Problem to work on | Rewrite the stretch of items from the line containing "Please annotate the sunflower stem" through the end of the items, replacing "stem" with "stalk" and leaving everything else unchanged.

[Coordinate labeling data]
------------------------------------------------------------------------

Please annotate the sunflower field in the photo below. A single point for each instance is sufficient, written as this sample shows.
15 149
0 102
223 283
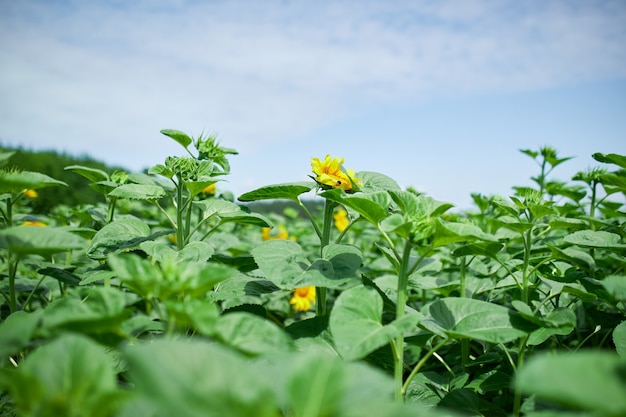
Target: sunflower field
174 298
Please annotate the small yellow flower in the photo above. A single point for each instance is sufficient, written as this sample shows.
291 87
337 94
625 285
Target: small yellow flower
31 193
34 223
210 189
341 219
302 298
330 172
282 234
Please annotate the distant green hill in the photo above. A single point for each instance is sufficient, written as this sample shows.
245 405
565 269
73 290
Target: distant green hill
53 164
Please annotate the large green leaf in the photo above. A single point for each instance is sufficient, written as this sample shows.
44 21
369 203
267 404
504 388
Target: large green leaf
252 334
17 330
373 207
25 240
619 339
138 192
194 378
71 376
230 212
371 182
611 158
92 174
595 239
356 323
181 137
288 191
283 262
475 319
451 232
97 311
585 380
118 236
17 181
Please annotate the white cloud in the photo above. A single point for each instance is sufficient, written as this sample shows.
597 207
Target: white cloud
104 77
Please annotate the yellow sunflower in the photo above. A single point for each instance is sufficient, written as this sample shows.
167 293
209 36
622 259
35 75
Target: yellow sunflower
302 298
330 172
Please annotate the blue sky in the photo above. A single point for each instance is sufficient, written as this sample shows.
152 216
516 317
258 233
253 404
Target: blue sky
439 95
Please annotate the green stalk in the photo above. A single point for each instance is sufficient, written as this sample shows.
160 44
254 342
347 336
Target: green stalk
403 279
526 238
180 228
420 364
111 212
517 401
12 274
464 342
320 292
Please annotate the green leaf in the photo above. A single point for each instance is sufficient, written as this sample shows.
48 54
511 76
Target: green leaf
17 330
252 334
18 181
616 286
195 252
288 191
373 207
611 158
585 380
195 378
230 212
371 182
61 275
356 323
619 339
138 192
97 311
450 232
475 319
71 376
283 262
43 241
594 239
118 236
489 249
92 174
560 321
181 137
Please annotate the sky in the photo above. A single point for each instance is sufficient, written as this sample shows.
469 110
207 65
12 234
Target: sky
439 95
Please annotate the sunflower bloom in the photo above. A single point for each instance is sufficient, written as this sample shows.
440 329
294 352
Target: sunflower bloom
330 172
282 234
31 193
302 298
341 219
209 189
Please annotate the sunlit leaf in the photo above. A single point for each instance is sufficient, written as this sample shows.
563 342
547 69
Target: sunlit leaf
118 236
289 191
92 174
16 331
475 319
138 192
195 378
70 376
251 334
611 158
17 181
595 239
181 137
619 339
39 240
585 380
356 323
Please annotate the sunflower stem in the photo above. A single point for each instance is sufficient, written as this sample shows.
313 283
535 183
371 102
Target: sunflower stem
320 292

------------------------------------------------------------------------

Exercise response |
Please annotate the sunflower stalk in the photo above. A single point for each instance is sufficient, written as this sample shows.
313 283
535 183
371 102
Target: sunflower stalk
320 292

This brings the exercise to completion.